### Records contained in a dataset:
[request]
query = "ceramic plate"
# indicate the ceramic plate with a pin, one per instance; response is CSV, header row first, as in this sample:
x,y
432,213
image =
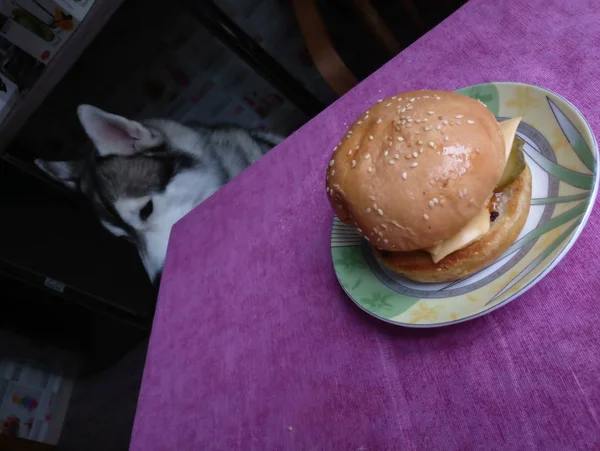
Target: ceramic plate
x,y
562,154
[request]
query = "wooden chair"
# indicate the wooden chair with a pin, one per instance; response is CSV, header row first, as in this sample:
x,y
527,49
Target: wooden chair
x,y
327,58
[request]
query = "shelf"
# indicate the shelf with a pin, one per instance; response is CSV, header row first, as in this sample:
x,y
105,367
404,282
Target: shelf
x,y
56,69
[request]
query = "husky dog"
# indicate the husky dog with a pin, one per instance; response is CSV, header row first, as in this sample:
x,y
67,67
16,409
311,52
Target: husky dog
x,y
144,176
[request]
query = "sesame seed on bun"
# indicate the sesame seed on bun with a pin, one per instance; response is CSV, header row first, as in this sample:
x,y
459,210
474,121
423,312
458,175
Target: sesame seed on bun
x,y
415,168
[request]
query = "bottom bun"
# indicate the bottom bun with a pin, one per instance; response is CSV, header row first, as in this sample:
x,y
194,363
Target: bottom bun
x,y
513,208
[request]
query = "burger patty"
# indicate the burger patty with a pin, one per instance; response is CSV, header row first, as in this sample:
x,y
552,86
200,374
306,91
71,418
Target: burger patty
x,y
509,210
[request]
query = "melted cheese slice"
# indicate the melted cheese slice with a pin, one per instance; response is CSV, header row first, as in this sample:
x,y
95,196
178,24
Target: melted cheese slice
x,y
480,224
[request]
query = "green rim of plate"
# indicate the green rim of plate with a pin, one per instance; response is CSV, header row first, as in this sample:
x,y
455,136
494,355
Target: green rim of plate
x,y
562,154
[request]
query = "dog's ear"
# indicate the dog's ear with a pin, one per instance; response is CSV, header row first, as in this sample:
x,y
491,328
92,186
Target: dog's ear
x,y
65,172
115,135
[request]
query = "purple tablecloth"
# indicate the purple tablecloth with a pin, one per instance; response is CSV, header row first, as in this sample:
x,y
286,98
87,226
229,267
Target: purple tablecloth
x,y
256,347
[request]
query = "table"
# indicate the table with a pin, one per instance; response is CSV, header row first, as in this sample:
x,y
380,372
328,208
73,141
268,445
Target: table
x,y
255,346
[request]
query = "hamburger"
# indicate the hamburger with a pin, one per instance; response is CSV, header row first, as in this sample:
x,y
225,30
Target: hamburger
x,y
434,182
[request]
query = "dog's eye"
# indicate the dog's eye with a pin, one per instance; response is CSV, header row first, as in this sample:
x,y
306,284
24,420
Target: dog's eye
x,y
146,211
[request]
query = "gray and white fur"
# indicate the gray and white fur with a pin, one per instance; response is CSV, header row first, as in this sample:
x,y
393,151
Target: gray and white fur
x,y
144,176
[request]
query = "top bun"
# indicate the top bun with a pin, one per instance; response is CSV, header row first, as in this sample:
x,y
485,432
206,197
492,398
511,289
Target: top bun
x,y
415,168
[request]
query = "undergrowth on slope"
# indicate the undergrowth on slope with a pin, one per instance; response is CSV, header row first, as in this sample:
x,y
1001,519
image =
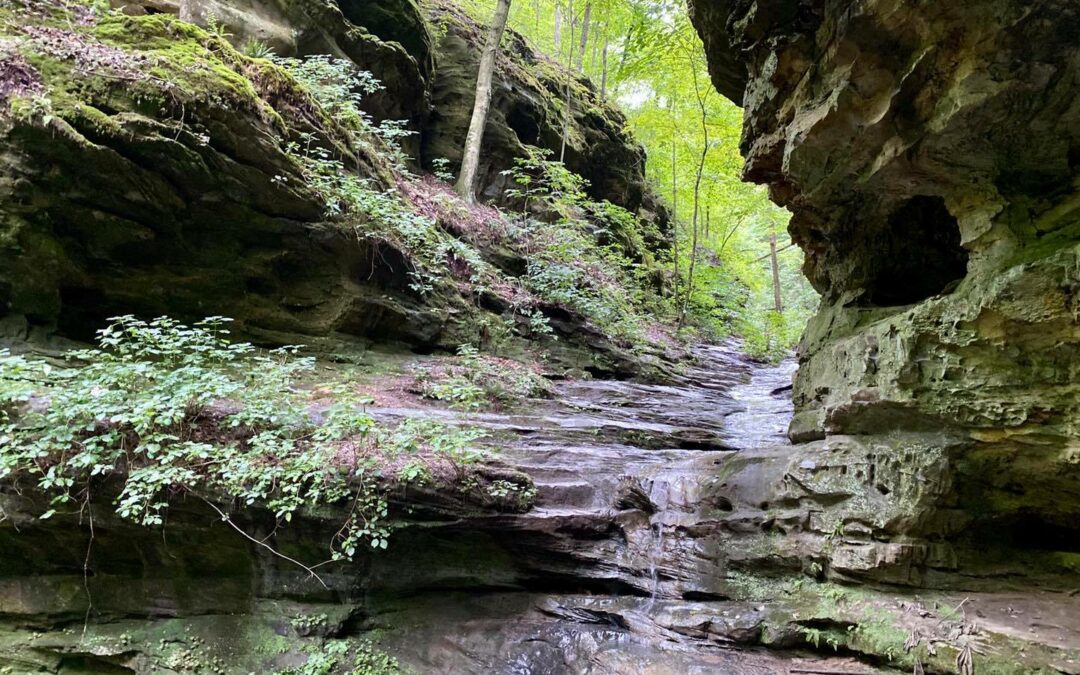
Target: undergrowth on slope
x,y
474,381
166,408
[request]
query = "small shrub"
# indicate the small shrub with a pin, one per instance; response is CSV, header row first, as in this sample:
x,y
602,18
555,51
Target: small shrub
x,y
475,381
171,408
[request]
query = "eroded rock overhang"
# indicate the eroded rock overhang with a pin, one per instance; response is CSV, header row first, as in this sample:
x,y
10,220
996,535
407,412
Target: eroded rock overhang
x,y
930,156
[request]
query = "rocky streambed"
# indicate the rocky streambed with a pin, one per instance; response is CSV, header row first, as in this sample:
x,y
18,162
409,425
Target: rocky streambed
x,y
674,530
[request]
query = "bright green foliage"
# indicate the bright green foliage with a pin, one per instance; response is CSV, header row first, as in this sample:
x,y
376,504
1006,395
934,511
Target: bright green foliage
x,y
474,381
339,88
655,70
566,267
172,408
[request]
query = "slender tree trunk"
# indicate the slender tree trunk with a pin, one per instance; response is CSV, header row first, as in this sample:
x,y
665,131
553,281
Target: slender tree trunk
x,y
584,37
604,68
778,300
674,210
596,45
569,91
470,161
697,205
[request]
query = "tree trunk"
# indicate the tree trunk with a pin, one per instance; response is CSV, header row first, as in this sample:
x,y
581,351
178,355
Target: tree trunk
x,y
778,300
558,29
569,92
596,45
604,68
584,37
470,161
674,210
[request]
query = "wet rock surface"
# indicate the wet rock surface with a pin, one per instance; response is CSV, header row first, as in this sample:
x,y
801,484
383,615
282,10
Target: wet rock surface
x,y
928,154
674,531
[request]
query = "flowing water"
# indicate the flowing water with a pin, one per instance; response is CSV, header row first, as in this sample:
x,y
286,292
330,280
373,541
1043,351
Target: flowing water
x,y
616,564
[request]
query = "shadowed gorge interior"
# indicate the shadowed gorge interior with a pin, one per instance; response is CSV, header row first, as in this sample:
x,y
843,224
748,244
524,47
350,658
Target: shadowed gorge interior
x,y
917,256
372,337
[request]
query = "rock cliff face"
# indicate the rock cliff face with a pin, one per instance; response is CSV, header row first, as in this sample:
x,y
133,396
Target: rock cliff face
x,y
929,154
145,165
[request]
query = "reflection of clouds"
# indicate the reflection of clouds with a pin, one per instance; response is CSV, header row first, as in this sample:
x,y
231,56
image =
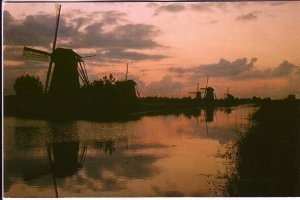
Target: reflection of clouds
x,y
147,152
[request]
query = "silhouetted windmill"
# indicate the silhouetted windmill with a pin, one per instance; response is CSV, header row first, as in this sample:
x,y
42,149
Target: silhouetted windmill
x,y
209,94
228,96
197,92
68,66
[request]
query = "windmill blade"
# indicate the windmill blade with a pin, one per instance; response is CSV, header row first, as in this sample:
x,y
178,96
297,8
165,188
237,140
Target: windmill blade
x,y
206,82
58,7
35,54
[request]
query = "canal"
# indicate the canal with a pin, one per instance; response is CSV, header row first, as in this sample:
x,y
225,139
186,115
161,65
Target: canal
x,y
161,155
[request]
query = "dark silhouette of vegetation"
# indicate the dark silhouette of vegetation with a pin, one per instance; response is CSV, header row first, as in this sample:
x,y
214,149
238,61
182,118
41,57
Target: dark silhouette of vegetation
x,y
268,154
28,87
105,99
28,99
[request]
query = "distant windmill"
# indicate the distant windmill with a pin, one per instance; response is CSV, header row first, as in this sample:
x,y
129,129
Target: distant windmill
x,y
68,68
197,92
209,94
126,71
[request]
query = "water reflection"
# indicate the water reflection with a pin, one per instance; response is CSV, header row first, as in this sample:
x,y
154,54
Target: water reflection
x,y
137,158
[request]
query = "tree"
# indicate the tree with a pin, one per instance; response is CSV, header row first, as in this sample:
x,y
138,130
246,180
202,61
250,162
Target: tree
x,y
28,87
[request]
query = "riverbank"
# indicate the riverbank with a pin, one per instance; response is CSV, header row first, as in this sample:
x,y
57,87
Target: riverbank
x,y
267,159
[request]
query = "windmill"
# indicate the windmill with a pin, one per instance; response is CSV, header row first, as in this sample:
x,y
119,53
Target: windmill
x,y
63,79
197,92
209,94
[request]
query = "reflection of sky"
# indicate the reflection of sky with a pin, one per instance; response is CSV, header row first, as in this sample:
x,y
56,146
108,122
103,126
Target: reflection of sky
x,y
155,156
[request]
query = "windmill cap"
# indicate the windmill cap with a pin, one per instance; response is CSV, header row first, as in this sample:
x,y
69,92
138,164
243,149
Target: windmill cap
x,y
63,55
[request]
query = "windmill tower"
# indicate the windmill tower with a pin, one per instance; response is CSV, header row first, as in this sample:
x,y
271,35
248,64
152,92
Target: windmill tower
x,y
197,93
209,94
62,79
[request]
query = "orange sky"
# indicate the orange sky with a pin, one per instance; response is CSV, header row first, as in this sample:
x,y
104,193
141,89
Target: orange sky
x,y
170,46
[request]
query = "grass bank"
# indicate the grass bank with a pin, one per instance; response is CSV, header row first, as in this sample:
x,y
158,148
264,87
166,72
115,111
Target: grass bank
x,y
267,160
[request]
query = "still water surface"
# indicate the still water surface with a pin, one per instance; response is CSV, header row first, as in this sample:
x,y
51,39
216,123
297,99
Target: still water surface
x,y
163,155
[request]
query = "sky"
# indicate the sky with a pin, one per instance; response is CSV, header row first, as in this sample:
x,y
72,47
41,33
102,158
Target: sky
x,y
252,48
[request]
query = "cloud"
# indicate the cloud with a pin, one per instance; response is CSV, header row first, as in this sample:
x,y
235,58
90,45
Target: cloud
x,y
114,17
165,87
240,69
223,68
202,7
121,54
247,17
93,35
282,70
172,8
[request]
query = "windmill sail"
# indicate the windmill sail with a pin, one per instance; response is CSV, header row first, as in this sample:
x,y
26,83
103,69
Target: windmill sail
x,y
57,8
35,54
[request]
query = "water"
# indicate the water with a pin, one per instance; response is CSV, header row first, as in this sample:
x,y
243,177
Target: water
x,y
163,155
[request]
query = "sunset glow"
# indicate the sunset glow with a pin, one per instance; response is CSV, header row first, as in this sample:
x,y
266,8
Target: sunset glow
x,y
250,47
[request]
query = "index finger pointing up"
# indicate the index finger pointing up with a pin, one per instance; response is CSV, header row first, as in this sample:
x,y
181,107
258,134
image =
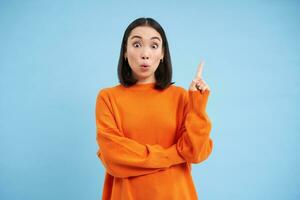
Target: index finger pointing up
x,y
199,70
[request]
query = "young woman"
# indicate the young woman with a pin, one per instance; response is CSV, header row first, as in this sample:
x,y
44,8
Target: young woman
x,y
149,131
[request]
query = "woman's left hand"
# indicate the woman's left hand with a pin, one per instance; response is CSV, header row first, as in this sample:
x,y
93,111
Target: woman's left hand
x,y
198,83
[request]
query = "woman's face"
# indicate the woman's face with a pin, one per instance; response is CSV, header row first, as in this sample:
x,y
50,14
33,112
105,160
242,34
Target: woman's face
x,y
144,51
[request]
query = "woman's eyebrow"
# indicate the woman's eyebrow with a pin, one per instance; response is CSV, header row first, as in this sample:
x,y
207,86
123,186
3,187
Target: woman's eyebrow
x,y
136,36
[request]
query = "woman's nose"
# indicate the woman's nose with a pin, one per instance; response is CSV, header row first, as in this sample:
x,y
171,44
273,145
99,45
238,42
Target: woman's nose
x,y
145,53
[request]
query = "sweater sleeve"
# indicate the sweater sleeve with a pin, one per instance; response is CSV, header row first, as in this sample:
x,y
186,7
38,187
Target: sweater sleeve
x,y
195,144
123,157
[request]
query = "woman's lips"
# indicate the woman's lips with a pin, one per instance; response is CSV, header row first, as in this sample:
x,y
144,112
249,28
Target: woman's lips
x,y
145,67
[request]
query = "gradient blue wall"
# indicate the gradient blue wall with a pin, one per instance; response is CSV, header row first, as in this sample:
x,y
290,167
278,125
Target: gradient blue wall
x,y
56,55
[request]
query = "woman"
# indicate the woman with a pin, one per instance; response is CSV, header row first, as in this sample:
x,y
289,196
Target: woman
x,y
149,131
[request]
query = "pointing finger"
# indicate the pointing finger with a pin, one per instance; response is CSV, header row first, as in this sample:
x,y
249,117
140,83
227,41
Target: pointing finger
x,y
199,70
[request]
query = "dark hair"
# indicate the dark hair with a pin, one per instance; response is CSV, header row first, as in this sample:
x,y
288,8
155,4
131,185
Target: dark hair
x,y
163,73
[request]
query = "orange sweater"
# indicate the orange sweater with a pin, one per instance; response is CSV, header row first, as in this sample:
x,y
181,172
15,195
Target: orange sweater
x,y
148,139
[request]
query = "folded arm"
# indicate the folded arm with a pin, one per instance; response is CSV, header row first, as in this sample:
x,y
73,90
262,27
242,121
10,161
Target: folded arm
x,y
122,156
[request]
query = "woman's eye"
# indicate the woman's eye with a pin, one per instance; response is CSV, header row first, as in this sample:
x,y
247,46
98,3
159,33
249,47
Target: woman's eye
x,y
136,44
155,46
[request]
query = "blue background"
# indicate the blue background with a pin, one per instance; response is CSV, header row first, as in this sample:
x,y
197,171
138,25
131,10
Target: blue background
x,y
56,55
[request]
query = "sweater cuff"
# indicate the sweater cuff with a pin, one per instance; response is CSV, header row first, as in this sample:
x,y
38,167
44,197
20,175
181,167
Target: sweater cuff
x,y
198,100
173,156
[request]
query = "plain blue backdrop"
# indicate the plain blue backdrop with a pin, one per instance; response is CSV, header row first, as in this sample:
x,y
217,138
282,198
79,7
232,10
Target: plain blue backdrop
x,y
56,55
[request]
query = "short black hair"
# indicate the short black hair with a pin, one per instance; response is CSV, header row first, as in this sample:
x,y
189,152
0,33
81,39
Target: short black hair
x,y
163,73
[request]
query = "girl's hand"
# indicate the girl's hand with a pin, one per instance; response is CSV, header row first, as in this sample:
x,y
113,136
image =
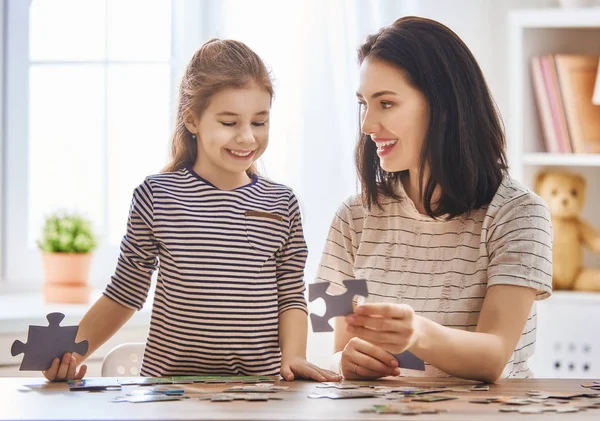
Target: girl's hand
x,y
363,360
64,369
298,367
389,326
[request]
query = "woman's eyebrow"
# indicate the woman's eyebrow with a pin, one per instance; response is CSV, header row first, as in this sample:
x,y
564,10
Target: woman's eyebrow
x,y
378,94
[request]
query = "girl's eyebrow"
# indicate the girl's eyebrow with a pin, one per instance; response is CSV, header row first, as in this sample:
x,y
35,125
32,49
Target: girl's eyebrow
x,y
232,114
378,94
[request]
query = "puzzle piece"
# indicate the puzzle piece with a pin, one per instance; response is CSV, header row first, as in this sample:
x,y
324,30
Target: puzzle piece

### INSTRUCTIONS TO FOLLOW:
Report each line from the items above that contains the word "wooden", copying the lines in full. Treat matching as case-sensitive.

### ANSWER TO THE TASK:
query = "wooden chair"
# indicate the wooden chair with a pin, one per instance; response is CSV, header row first, as in this sample:
Target: wooden chair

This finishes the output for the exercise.